→ What the task requires: Format the records below as a numbered list, but only the lines between the one holding "For every instance of the girl's braided" and the one holding "pixel 200 482", inclusive. Leave out any blank lines.

++++++++++

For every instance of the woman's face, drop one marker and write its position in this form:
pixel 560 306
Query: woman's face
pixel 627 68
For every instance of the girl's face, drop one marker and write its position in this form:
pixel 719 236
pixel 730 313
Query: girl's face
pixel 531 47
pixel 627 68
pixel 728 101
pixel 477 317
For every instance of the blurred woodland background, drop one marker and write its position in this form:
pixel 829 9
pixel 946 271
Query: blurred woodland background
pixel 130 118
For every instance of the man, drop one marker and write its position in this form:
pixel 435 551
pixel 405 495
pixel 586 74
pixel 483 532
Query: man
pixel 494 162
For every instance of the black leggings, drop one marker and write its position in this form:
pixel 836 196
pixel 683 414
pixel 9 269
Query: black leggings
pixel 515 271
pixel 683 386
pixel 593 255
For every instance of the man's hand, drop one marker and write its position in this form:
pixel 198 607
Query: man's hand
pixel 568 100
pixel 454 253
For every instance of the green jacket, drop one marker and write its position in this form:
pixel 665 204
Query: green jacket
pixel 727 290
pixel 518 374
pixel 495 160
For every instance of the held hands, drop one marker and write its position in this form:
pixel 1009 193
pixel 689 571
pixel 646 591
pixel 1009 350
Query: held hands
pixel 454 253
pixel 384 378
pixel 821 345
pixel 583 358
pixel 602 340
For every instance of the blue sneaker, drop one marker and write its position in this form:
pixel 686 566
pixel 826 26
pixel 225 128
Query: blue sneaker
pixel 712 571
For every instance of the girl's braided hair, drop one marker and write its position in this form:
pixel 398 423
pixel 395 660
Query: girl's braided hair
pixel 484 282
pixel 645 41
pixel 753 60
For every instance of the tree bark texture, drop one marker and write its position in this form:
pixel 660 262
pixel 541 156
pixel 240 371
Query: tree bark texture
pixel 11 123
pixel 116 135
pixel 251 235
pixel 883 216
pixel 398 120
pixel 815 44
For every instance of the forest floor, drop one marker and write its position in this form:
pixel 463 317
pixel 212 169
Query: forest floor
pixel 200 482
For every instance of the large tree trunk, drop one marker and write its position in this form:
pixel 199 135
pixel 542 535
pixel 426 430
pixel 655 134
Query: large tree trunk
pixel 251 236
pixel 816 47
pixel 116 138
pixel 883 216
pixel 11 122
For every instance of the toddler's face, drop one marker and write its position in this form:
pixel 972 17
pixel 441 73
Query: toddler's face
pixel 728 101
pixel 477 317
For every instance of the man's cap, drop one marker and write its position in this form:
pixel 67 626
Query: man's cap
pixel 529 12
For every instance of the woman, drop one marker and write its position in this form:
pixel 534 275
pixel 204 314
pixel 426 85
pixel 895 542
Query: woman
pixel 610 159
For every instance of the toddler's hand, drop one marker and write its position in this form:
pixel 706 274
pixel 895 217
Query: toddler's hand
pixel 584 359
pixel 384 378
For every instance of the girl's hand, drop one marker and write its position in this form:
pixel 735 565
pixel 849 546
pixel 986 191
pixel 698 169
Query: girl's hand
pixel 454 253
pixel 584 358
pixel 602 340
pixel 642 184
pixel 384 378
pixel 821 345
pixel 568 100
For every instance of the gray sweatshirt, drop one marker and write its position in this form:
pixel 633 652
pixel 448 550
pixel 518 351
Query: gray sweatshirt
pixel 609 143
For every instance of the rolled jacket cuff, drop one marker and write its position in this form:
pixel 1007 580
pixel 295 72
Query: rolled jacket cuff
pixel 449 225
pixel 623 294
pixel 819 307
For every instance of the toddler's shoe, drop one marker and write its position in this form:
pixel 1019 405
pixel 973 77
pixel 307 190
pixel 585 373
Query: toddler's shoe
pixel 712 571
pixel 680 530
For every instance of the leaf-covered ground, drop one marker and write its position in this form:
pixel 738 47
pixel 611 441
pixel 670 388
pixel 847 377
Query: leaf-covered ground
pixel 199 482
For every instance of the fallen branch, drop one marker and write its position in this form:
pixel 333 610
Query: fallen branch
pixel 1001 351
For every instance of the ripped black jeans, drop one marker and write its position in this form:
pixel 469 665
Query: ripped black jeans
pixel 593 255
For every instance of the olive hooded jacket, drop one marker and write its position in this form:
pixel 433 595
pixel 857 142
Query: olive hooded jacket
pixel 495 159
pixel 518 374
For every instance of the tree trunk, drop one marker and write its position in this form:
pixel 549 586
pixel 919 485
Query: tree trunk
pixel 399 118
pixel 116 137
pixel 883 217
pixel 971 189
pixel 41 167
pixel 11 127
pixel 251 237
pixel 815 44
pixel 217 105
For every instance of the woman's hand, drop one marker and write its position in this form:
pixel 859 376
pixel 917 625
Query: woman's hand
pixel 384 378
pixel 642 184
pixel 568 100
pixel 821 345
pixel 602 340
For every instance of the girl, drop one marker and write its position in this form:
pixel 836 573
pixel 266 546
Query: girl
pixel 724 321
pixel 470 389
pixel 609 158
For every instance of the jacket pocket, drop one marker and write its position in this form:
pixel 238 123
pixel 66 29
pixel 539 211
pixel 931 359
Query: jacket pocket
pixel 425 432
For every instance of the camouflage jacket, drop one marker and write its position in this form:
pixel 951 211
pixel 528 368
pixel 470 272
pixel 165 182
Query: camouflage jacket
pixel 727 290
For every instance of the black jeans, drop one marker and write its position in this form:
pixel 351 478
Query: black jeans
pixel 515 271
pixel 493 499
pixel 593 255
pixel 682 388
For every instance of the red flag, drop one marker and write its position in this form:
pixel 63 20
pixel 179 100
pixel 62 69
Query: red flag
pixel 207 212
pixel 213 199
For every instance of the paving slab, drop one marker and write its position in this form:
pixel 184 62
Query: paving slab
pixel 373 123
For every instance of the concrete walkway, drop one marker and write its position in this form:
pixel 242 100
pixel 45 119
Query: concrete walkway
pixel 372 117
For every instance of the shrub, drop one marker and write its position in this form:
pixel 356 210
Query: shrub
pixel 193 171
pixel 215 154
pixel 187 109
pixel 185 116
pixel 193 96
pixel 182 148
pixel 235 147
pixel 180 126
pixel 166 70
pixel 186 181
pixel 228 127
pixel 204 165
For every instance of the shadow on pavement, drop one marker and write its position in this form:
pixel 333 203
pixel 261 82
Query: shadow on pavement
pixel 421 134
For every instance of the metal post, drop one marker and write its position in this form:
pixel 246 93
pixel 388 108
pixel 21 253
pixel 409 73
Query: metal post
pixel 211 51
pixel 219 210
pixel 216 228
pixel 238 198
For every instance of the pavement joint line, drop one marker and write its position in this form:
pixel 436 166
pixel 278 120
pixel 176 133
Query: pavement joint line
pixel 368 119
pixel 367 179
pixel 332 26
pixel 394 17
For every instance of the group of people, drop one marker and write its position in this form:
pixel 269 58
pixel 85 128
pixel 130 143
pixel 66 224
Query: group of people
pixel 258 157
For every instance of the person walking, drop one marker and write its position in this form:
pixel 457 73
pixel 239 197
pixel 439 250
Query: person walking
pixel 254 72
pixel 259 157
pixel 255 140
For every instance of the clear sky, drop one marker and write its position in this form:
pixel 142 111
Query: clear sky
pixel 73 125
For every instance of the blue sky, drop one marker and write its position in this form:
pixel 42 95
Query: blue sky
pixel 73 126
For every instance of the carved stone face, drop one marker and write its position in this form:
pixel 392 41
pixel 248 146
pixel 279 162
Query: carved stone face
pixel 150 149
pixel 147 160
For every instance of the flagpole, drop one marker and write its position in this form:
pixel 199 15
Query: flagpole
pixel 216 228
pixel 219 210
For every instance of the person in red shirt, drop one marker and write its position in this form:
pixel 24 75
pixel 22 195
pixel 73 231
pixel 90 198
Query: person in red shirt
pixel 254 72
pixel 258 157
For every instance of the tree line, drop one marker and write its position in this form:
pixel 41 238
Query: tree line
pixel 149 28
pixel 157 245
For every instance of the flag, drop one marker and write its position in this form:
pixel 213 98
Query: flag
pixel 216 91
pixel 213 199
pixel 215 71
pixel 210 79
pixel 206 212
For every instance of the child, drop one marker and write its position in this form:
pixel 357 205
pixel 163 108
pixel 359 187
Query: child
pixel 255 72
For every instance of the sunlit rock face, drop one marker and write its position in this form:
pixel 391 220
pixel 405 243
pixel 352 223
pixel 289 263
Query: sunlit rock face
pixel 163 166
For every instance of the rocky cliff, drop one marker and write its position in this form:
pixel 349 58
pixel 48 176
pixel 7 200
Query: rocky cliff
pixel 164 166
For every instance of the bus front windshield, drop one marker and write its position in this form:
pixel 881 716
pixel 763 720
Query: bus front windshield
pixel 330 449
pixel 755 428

++++++++++

→ Result of this exercise:
1. For every instance of the girl's braided hair, drop one marker and write its position in this form:
2. pixel 398 423
3. pixel 395 660
4. Query: girl's braided hair
5. pixel 484 282
6. pixel 645 41
7. pixel 753 60
8. For every instance of the tree bark texture, drop one marker and write its position in this form:
9. pixel 660 262
10. pixel 541 156
11. pixel 240 371
12. Query: tree bark texture
13. pixel 11 123
14. pixel 116 135
15. pixel 251 235
16. pixel 883 216
17. pixel 398 120
18. pixel 815 44
19. For every instance of the forest floor, drop one marker and write its position in this form:
20. pixel 463 317
21. pixel 212 169
22. Query: forest floor
23. pixel 200 482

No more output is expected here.